REQUIRED WORK -
Extract every line of the rows below that contains the string "sunglasses". Treat the match as case-sensitive.

Position identification records -
::::::::::

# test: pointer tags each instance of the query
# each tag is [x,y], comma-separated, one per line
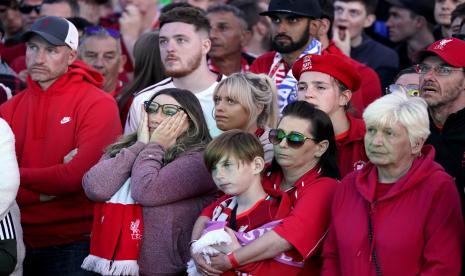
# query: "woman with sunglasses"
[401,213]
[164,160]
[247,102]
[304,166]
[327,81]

::::::::::

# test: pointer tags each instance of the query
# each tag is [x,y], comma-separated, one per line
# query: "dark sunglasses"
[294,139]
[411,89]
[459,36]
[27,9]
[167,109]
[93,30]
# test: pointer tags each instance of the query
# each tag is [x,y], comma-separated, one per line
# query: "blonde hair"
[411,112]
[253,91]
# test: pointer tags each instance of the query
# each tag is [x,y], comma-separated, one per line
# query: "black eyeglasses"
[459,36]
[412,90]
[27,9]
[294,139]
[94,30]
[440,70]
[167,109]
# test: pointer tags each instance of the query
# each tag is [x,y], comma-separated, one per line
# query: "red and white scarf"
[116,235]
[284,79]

::::::::::

SOLUTION BELOW -
# query: "woman with sunglasses"
# query: "dark sunglasses"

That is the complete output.